─── Data excerpts
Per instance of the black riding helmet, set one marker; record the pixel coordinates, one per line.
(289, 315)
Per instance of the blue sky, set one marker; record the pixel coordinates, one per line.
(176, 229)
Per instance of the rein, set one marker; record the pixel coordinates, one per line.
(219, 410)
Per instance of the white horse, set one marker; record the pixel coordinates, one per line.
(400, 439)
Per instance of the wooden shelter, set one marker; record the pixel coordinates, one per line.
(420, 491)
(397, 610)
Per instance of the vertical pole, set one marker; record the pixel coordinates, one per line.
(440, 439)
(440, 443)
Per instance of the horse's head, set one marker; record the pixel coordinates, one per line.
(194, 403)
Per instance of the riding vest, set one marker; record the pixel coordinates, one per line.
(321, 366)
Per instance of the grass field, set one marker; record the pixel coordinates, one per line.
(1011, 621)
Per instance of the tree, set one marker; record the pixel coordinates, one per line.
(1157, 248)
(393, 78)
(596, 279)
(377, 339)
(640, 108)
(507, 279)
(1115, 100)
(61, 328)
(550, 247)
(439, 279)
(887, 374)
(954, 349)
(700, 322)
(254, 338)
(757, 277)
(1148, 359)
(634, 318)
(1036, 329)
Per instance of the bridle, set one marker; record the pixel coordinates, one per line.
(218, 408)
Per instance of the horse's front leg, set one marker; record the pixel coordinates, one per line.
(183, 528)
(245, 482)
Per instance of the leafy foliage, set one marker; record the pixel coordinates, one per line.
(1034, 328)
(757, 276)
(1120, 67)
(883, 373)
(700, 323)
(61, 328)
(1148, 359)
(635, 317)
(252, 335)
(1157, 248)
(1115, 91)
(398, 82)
──────
:: Short task ::
Change each "marker" in the rows above to "dot", then write out all the rows again with nothing else altered.

:: The solution ::
Per instance of the black riding helmet, set one dot; record the pixel coordinates, one per line.
(289, 315)
Per instance of the blue sky, set one dot; record the pixel coordinates, one per line.
(176, 229)
Per instance of the rein, set one dot; record the pixel coordinates, one per line.
(219, 410)
Per instance of the white horse, set one dot; record the pixel coordinates, one per line.
(400, 439)
Per instance of the wooden shelter, set one dot; record the pixel coordinates, one per line.
(420, 491)
(397, 610)
Per instance of the vertical pole, set one dot; record the pixel coordinates, one per line.
(440, 439)
(440, 443)
Per instance of the horse's head, set one dot; record the pixel coordinates, one per line.
(194, 403)
Per instance of the riding vest, set one dot; record the pixel coordinates, one per line.
(321, 366)
Per instance of the grass field, set one dot; record the pixel coordinates, one per line.
(1011, 621)
Per instance of the tree, set one dot; record the pixel coordinates, one per line.
(1157, 248)
(393, 78)
(596, 279)
(377, 339)
(640, 108)
(507, 279)
(1115, 100)
(61, 328)
(550, 247)
(439, 279)
(887, 374)
(954, 349)
(700, 322)
(254, 338)
(757, 277)
(1148, 359)
(634, 318)
(1036, 329)
Per instance of the bridle, set one dot; record the pixel coordinates, one per line.
(218, 408)
Per instance of the horse's front leg, set one dot; record the pixel coordinates, one per line.
(183, 528)
(245, 482)
Per instance of the leafy foliage, set one dot; record the pixel coordinates, one per line.
(1034, 328)
(757, 276)
(1120, 67)
(883, 373)
(700, 323)
(61, 328)
(1148, 359)
(635, 317)
(252, 335)
(1157, 248)
(1115, 91)
(398, 82)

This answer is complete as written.